§ Exercise
In the listing, find every line that has the string "queried" and copy it.

§ Working data

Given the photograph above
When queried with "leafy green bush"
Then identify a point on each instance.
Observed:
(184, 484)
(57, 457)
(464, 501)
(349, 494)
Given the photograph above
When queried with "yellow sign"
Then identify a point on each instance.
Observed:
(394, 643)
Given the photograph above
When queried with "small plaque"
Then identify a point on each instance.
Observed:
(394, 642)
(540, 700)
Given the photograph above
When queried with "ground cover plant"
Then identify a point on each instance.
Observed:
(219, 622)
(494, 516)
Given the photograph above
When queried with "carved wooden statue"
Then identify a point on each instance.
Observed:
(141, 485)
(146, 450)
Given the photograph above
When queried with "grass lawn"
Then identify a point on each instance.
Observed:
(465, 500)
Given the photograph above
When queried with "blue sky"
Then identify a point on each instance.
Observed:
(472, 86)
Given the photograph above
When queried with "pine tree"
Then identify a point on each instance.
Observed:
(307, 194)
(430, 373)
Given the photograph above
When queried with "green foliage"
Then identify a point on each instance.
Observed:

§ Result of the task
When queried with "leafy green bush"
When queried with "yellow sign"
When queried with "small plaque"
When queried with "ground cover plant"
When queried with "carved wooden statue"
When queried with "grass lawn"
When queried with "blue sky"
When queried with "pine tree"
When queried with "green foliage"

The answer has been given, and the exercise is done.